Stored items
━━━━
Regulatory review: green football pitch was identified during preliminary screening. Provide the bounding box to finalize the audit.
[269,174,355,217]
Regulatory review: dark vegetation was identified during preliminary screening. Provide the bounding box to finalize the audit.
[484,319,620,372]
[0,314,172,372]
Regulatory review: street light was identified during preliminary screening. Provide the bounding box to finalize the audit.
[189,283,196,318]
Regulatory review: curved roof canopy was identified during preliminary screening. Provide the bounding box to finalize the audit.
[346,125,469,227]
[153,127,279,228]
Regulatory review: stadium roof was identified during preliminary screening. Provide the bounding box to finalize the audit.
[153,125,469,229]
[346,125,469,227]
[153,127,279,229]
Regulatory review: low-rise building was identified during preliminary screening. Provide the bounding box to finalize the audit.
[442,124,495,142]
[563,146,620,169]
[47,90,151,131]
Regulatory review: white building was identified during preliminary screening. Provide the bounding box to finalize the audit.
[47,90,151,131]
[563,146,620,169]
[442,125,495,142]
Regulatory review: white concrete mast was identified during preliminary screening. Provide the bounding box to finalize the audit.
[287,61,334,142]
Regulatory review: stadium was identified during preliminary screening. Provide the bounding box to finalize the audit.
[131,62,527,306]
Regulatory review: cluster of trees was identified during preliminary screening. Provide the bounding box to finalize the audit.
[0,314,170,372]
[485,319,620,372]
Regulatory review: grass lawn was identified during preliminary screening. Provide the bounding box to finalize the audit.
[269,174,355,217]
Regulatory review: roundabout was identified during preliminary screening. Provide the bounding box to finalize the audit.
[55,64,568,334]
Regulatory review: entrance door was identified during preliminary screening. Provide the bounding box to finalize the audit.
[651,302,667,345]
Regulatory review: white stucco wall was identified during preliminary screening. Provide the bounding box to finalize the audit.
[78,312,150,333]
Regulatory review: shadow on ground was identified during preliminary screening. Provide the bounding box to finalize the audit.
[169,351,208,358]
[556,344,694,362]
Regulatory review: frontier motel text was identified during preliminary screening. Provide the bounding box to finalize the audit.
━━━━
Exercise instructions
How many lines of the material above contain the word "white"? Reply with the number only.

Expected answer
3